- **EXERCISE DIRECTIONS**
Starting at the line that contains "Label each instance of the harvested", set down each line exactly until the records end, keeping both ends and adding nothing.
--- MATERIAL FOR THIS TASK Enclosed Below ---
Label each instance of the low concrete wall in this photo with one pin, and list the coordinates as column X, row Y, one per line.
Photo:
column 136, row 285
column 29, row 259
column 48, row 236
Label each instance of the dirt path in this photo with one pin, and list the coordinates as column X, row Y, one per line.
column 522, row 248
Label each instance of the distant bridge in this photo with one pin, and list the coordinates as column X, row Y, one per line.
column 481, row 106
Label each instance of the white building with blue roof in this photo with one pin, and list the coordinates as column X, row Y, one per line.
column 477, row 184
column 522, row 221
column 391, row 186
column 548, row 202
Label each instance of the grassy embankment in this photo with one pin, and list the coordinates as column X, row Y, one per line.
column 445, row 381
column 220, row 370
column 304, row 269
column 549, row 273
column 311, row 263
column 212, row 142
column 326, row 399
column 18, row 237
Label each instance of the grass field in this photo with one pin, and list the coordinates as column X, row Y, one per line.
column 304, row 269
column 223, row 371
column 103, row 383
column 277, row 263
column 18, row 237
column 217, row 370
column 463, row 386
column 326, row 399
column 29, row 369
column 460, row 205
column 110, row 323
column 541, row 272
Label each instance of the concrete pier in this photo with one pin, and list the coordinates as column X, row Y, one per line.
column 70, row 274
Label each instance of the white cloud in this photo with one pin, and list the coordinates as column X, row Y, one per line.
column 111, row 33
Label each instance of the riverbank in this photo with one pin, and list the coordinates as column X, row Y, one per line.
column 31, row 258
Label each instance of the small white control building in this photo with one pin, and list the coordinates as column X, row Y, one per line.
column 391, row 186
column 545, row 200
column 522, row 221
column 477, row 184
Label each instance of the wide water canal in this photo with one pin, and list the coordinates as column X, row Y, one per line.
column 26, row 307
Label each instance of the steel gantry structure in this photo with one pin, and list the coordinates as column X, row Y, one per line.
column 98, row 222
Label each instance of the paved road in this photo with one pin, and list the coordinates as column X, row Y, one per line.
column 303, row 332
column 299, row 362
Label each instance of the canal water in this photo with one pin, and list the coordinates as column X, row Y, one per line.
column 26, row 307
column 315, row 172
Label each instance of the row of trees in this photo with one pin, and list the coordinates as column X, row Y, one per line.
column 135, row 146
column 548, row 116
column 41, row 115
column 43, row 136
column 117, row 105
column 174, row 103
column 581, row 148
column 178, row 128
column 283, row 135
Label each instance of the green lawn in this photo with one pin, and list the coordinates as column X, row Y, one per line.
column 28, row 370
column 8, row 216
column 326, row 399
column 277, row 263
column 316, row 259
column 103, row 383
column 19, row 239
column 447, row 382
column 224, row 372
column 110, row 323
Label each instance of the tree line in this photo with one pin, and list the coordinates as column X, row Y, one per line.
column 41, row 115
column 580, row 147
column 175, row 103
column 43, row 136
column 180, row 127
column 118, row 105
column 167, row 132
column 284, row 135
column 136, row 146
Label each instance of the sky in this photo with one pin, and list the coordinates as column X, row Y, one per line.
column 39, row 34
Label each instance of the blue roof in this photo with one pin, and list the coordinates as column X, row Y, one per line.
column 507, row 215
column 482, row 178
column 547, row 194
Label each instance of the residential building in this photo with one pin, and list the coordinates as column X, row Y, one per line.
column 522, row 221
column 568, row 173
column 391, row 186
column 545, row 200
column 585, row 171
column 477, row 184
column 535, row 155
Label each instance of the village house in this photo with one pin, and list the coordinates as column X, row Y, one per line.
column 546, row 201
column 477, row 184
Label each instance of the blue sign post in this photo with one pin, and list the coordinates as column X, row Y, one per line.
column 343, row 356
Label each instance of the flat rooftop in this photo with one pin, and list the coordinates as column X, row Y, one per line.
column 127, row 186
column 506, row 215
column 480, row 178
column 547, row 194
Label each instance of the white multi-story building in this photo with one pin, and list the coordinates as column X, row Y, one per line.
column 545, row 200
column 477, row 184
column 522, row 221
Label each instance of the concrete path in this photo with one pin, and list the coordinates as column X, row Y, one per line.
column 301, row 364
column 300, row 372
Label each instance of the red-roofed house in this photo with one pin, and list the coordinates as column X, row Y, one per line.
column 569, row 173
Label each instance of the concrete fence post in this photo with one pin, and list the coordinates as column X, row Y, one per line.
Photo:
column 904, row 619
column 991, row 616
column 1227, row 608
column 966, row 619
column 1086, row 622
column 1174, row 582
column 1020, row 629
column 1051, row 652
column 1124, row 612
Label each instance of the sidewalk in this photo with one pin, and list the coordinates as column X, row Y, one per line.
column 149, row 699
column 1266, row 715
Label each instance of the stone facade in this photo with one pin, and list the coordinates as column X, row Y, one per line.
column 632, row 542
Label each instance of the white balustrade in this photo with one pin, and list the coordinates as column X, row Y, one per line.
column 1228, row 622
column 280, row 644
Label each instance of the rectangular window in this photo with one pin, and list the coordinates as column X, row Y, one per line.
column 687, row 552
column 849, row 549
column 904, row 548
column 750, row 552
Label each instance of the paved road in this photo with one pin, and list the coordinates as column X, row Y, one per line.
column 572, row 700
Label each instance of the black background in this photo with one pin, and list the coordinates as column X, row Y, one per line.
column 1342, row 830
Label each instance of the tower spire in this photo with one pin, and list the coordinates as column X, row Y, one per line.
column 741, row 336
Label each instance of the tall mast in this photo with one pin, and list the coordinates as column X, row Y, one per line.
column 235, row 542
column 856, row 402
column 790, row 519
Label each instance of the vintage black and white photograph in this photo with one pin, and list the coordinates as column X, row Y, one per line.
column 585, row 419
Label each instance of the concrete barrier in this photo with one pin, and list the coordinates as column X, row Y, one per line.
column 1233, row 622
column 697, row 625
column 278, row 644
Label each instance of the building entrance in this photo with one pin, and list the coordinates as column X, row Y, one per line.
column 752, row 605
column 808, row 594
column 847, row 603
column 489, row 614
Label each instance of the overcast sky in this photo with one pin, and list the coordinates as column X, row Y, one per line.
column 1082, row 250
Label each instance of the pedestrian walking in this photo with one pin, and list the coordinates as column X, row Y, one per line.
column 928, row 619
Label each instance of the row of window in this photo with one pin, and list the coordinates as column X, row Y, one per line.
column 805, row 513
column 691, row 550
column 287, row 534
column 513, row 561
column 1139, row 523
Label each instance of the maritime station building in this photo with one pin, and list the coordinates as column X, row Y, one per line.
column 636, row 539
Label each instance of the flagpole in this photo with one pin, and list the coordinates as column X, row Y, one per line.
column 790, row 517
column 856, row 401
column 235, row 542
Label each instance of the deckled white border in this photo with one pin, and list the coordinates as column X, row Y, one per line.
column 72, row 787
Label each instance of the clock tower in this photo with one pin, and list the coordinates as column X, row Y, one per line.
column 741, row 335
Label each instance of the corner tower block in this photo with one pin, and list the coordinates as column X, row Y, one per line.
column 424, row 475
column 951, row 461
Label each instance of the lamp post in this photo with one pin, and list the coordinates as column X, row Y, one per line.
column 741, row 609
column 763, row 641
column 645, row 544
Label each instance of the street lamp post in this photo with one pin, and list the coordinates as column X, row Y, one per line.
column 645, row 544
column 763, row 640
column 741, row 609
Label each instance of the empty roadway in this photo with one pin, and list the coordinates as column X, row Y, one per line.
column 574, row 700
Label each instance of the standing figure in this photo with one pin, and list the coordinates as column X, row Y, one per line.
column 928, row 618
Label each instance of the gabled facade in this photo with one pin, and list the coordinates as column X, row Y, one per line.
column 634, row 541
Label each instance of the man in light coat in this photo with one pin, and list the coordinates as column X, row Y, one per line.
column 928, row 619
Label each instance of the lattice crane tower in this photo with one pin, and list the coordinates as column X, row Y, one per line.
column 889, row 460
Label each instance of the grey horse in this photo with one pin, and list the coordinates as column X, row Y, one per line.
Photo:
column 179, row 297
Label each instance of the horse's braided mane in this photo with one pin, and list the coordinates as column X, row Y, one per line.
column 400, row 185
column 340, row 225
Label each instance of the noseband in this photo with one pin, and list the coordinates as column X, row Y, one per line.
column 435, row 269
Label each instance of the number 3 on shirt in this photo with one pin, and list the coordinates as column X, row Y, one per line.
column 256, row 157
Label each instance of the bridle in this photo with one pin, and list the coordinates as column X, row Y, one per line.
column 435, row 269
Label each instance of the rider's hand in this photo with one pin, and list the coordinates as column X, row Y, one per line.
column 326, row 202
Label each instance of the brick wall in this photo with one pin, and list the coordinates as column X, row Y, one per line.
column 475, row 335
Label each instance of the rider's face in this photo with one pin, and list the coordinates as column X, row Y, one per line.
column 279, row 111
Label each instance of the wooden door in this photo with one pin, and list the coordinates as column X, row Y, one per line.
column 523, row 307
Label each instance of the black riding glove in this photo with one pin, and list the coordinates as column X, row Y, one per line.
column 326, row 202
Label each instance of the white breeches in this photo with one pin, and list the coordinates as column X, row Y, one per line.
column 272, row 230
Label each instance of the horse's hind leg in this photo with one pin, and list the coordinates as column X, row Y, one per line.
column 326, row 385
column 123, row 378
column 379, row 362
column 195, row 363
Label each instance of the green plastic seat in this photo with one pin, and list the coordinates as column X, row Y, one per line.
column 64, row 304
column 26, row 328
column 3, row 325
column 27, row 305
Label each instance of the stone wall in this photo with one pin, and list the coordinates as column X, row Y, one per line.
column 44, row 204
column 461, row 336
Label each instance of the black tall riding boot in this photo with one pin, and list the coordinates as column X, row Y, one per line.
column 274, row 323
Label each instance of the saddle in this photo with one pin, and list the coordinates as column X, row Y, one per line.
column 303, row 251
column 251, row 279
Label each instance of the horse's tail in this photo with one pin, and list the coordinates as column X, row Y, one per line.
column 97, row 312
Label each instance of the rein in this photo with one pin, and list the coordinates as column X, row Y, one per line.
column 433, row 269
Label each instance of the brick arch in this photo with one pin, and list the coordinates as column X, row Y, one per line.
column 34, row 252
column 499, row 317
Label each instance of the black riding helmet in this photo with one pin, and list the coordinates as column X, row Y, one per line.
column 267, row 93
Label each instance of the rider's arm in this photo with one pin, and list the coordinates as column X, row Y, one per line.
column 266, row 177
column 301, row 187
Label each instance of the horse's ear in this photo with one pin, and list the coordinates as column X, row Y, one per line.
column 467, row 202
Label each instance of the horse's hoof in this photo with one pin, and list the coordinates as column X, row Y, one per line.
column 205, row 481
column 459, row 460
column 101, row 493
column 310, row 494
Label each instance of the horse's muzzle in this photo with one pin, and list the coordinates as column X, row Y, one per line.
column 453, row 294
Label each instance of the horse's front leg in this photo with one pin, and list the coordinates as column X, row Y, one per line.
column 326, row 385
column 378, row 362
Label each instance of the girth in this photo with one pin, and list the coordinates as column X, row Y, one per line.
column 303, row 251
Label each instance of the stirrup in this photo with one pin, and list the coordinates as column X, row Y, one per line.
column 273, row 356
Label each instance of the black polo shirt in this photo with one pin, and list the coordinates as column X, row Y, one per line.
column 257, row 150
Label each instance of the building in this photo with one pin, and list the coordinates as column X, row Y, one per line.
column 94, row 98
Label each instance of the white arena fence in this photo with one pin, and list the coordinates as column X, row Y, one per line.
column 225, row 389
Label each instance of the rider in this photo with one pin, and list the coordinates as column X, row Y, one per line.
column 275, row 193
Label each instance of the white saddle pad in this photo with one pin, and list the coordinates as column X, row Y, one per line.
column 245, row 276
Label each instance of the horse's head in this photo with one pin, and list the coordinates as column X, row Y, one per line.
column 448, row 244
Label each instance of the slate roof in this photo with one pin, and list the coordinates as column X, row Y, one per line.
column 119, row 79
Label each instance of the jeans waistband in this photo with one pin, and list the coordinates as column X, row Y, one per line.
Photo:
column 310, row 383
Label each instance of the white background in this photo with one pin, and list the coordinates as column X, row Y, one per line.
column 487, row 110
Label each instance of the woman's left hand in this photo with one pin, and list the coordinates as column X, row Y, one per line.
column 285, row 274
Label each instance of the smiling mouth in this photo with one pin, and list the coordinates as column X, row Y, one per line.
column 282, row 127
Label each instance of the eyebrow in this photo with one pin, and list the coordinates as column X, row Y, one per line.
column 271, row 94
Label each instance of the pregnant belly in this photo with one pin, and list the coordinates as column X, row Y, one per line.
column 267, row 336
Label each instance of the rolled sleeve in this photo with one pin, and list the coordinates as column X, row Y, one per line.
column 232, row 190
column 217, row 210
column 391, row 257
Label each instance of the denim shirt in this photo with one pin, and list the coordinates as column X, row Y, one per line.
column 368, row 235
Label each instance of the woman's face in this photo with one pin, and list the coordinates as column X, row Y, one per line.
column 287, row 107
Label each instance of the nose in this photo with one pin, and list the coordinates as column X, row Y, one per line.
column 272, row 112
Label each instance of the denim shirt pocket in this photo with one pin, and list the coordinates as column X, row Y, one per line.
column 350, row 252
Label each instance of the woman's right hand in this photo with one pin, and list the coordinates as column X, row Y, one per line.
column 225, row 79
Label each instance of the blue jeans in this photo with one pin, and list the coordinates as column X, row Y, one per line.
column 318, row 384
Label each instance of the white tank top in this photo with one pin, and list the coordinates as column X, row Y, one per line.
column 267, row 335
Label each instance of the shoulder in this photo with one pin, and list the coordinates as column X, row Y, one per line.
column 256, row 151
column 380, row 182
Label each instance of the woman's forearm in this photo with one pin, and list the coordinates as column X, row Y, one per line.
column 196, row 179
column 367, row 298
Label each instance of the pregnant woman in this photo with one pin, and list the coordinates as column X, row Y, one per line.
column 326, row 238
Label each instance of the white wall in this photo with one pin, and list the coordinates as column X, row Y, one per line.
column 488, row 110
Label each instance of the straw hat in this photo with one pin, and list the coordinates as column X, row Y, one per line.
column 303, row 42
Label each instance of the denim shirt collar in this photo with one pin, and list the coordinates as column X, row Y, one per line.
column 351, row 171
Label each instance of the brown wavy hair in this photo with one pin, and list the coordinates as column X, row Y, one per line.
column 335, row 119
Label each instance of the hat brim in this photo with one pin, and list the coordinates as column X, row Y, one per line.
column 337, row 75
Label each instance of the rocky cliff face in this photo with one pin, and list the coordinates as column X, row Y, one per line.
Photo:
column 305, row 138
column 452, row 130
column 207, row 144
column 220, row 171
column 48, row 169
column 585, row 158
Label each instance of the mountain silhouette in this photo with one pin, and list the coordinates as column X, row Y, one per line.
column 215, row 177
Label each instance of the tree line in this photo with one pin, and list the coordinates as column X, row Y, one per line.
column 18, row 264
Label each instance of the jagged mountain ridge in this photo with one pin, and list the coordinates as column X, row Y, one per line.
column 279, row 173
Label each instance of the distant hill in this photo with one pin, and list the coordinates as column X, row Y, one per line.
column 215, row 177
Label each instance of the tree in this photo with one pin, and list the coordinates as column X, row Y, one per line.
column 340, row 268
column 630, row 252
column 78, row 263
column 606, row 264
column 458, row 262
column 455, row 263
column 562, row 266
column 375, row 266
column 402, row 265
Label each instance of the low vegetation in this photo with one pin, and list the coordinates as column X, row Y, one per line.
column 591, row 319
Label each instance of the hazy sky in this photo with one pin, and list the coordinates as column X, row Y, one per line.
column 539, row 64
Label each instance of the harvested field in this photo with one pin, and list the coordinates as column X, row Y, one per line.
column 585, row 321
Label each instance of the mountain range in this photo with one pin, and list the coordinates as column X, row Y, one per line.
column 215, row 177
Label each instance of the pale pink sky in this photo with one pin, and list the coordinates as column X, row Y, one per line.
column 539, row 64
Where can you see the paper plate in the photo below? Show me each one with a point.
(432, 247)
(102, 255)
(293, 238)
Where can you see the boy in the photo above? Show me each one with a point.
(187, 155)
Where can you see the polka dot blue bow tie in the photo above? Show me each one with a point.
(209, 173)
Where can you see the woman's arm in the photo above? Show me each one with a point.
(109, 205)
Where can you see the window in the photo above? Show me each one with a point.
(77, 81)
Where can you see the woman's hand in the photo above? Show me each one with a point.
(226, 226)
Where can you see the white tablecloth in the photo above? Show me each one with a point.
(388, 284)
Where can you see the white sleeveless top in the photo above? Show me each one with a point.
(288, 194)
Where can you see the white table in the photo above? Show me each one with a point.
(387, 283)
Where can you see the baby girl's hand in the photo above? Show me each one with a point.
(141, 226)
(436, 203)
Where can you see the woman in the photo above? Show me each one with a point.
--- End of Enclosed MATERIAL FOR THIS TASK ---
- **FINISHED TASK**
Label each instance of the harvested field in this photo with one pin, and list the coordinates as column X, row Y, one per line.
column 585, row 321
Label each instance of the mountain range in this photo with one pin, and list the coordinates as column X, row Y, one per line.
column 215, row 177
Label each instance of the pale pink sky in this photo with one pin, and list the coordinates as column X, row Y, one per line.
column 539, row 64
Where can you see the paper plate in the photo below? Show me each one with a point.
(432, 247)
(102, 255)
(293, 238)
Where can you see the boy in the photo above? Show me each one with a point.
(187, 155)
Where can you see the polka dot blue bow tie in the photo above? Show me each one with a point.
(209, 173)
Where can you see the woman's arm in the photo above? Show me each one with a point.
(109, 205)
Where can you see the window in the photo above? Show me each one with a point.
(77, 81)
Where can you see the woman's hand in the photo above? Show me each one with a point.
(226, 226)
Where can you see the white tablecloth in the photo above? Show me each one with a point.
(388, 284)
Where can you see the white sleeveless top in the photo above? Show me each one with a point.
(288, 194)
Where can you see the white table in the photo above? Show me each one with a point.
(387, 283)
Where can you see the baby girl's hand in the photo above? Show me each one with a point.
(141, 226)
(436, 203)
Where can you see the woman in the photo above? Show me each one with a point.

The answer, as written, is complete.